• **Aim of the task**: Copy everything below from the line containing "[segment] **blurred red backdrop**" down to the end of the entries, and leave the pictures out.

• **Extracted records**:
--

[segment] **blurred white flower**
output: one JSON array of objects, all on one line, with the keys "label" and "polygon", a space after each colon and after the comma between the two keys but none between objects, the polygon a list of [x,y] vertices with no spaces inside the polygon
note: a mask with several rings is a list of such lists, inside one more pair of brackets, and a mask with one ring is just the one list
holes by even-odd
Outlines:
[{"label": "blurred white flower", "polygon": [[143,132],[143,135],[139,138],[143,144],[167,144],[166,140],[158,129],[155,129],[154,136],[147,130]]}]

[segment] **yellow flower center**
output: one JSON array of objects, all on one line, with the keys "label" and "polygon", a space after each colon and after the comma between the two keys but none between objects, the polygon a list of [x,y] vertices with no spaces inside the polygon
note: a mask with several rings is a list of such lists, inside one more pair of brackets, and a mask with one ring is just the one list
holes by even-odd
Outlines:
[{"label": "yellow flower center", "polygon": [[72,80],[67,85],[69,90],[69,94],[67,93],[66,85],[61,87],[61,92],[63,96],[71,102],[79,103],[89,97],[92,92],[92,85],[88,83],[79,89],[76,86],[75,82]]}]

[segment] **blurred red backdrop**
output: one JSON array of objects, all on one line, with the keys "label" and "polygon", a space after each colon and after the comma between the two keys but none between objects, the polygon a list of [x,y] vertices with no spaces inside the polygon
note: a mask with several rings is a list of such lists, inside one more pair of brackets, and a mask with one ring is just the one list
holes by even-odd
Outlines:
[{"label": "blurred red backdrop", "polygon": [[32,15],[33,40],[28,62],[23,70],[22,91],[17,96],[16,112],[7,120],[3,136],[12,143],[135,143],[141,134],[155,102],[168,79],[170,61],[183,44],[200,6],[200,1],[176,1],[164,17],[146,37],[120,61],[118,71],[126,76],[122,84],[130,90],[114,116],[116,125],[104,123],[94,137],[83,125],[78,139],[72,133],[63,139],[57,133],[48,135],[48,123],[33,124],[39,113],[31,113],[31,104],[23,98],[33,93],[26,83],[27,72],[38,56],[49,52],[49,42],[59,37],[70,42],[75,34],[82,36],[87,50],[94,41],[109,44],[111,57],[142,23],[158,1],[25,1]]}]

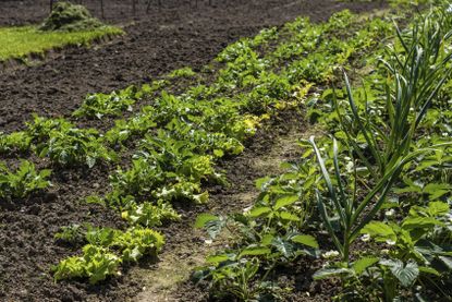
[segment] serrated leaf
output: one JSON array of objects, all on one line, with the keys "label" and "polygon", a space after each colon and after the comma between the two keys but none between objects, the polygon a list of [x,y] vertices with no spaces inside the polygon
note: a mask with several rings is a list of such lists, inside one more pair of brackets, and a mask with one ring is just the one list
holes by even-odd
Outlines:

--

• **Worked solution**:
[segment] **blurred red backdrop**
output: one JSON array of objects, all on one line, with the keys "label" and "polygon", a space after each colon and after the comma between the two keys but none between objects, the polygon a list of [x,y] vertices with no spaces inside the polygon
note: a mask with several rings is a list of such lists, inside one more pair of brackets, and a mask with one ring is just the one list
holes by even-odd
Outlines:
[{"label": "blurred red backdrop", "polygon": [[32,15],[33,40],[28,62],[23,70],[22,91],[17,96],[16,112],[7,120],[3,136],[12,143],[135,143],[141,134],[155,102],[168,79],[170,61],[183,44],[200,6],[200,1],[176,1],[164,17],[146,37],[120,61],[118,71],[126,76],[122,84],[130,90],[114,116],[116,125],[104,123],[94,137],[83,125],[78,139],[72,133],[63,139],[57,133],[48,135],[48,123],[33,124],[39,113],[31,113],[31,104],[23,98],[33,93],[26,83],[27,72],[38,56],[49,52],[49,42],[59,37],[70,42],[75,34],[82,36],[87,50],[94,41],[109,44],[111,57],[142,23],[158,1],[25,1]]}]

[segment] serrated leaf
output: one JSON array of objects, all on one line, with the keys "label" and "polygon", a space after each colon and after the comma between the two keys but none between objects, the polygon a list of [x,y] vertices with no spaces inside the polygon
note: a mask with several rings is a list of such lists, inside one more pair of brackets, and a mask with one ring is just the one list
holes by even-odd
Outlines:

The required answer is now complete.